Start of DATA TO PROCESS
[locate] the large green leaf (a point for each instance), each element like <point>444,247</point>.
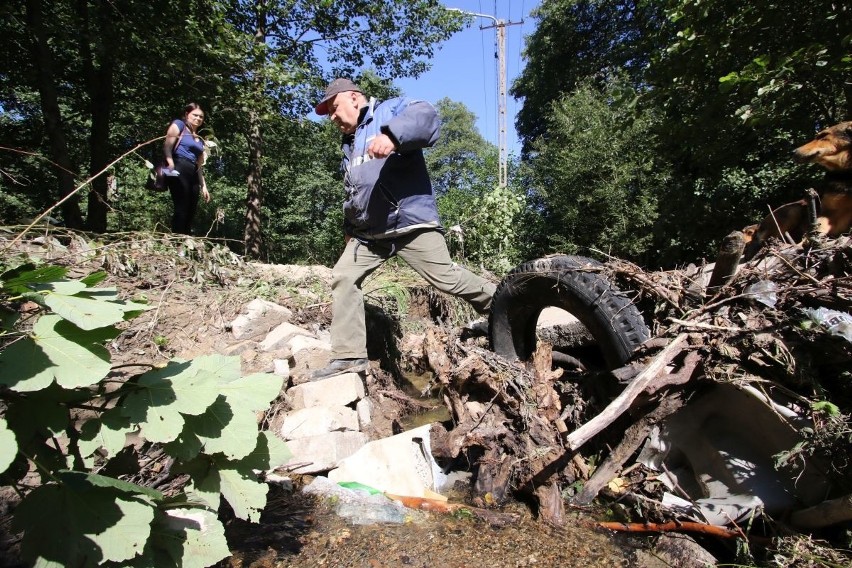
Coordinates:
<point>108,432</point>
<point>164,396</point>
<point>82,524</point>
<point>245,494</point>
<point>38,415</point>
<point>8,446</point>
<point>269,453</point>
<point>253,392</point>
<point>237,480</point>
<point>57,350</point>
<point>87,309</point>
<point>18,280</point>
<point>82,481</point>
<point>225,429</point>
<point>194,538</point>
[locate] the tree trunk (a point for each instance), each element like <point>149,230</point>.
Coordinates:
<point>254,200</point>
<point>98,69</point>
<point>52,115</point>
End of DATA TO PROCESS
Start of DATA TO PROCESS
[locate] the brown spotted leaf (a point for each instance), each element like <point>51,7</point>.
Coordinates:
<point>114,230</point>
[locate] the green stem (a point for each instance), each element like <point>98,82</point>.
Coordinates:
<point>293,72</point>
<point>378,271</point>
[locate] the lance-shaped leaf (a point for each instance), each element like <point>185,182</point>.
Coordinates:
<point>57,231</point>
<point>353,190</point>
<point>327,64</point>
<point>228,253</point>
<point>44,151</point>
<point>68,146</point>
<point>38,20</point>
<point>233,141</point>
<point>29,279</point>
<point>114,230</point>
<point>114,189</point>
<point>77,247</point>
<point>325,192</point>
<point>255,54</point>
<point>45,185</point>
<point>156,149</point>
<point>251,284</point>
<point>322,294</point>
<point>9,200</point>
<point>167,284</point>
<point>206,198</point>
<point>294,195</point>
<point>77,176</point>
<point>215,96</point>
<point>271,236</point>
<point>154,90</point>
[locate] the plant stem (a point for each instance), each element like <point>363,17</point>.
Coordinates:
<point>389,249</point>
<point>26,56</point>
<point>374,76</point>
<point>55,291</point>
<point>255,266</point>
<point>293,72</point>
End of DATA TO PROCESS
#### PROBLEM REQUIREMENTS:
Give the stretch of items from the line containing "[locate] the tree" through the line containing "<point>52,115</point>", with both ends included, as a JSON list of strings. Use one string per line and leave out blank lines.

#### RESULT OF THIS TASK:
[
  "[locate] the tree trunk (a point for each instance), each element like <point>149,230</point>.",
  "Coordinates:",
  "<point>254,200</point>",
  "<point>98,69</point>",
  "<point>52,115</point>"
]